▶ SELEÇÃO
———

Volume 2
Edição nº 12
2012
Seção:
DOSSIÊ ESPETÁCULO
Artigo 14
Marcos Cartum
É noite e estamos reunidos diante da porta fechada de um pequeno shopping incrustado numa rua estreita do Bom Retiro – bairro paulistano especializado no comércio de roupas. O grupo tem em comum a dúvida do que irá assistir. O espetáculo vai começar a qualquer momento, mas ainda não começou. Não? Enquanto esperamos o início da peça “Bom Retiro 958 metros” observamos a paisagem noturna da rua adormecida. Nada acontece ali nesse horário. A rua de apenas uma quadra não tem movimento, nem de pessoas nem de automóveis, o que leva o grupo a sair das calçadas e esperar no asfalto. Com indiscrição olhamos as vitrines, que ainda não querem exibir-se.
Nosso olhar vai mudando de foco, para tornar-se propenso a captar sinais, receber informação, fazer relações, perceber sutilezas. Uma peça de teatro vai começar. Vai? Então a anestesia ótica com que andamos na cidade tem de ser desativada e substituída. Mas estamos na cidade, não entramos em um teatro. O teatro é lá mesmo.
A experiência estranhadora começa nesse momento. Somos espectadores de uma apresentação teatral, mas ela não começou. Não? E, na rua, então somos o quê? Apenas cidadãos. Olhando a rua. De outro jeito, pois nosso olhar já não é aquele com que chegamos – pois fomos até lá apenas como espectadores. Nossa relação com a cidade, utilitária e funcional, não nos capacita a parar em uma rua e ficar, olhar, observar, sentir, pensar. Só fazemos isso em viagens, quando estamos fora de São Paulo.
A rua é pública, de todos – logo não é nossa (a cidade dos proprietários-consumidores), é dos que por não terem nada só podem ter o que é público. Por isso o território é estranho e a situação desconfortável. Na rua morta, fora do horário comercial, não há mais ninguém – só nós.
As vitrines das lojas parecem pequenos palcos, com espetáculos comprimidos de bonecos. Cenografias montadas para o espetáculo do dia seguinte.
A porta se abre e estamos agora nas galerias do shopping. O espetáculo começou. Não tinha começado? As cenas vão caminhando e vamos junto. Há um certo alívio pela arrumação dos papéis. Somos finalmente espectadores, e agora os atores conduzem a narrativa, ouvimos o texto e a peça começa a se corporificar diante de nós. Mas nem tanto. Também somos personagens.
A peça se desenvolve territorialmente. Não se trata da ação teatral localizada no palco na frente de estáticas poltronas dentro de uma segura e escura sala de espetáculos. Aqui somos parte da ação. Não há ilusão. O que é, é. Inclusive o tempo, que é também outro, concreto. Além disso, nessa condição tão diferente da do teatro convencional, o desconforto é provocado pelo fato de que somos vistos tanto quanto os atores.
E percebe-se afinal que o texto está a serviço da encenação. Geralmente é o contrário. A estrutura narrativa está lá, os personagens funcionam nessa estrutura, há diálogos, tudo isso se reconhece. Mas esses elementos estão de pernas para o ar. O texto está em outro lugar e somos assim convidados a olhar as coisas a partir de outro lugar também. Mesmo porque já estamos misturados com a peça. É como se o texto fosse tomado pelo território, um ocupou a função do outro.

———

▶ MATERIAL DO EXERCÍCIO

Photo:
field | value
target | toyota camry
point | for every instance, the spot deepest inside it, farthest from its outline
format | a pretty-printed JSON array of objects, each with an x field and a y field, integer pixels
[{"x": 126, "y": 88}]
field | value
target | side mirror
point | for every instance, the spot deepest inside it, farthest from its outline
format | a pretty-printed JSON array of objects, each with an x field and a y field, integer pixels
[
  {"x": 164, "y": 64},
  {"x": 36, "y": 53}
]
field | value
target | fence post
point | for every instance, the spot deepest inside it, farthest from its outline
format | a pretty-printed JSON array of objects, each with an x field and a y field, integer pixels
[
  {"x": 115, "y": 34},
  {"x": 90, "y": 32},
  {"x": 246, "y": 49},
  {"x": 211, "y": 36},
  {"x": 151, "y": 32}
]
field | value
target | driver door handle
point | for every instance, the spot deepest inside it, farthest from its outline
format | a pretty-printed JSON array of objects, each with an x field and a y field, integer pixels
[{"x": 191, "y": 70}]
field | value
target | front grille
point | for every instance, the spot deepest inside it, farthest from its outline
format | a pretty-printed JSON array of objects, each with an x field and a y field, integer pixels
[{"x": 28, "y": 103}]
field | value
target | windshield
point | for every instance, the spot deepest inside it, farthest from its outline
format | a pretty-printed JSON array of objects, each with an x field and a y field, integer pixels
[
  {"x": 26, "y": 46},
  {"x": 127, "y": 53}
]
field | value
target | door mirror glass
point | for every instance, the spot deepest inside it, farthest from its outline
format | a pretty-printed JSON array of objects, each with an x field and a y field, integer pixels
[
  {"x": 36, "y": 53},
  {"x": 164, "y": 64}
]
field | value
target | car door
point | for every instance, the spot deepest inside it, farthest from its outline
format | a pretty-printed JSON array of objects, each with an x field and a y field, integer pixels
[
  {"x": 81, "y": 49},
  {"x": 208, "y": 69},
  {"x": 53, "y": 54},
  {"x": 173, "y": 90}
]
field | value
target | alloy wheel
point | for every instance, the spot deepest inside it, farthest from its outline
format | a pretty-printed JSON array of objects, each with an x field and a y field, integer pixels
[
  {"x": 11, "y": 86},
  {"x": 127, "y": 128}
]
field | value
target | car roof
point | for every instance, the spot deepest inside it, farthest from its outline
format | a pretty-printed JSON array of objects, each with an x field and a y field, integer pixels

———

▶ INSTRUÇÕES DE TRABALHO
1. Transcreva da seleção o trecho que vai de "E percebe-se afinal" até "função do outro.".
2. Localize nos registros todas as linhas em que aparece a palavra "mirror" e copie cada uma delas.

▶ RESPOSTAS ESCRITAS
1.
E percebe-se afinal que o texto está a serviço da encenação. Geralmente é o contrário. A estrutura narrativa está lá, os personagens funcionam nessa estrutura, há diálogos, tudo isso se reconhece. Mas esses elementos estão de pernas para o ar. O texto está em outro lugar e somos assim convidados a olhar as coisas a partir de outro lugar também. Mesmo porque já estamos misturados com a peça. É como se o texto fosse tomado pelo território, um ocupou a função do outro.

2.
target | side mirror
target | door mirror glass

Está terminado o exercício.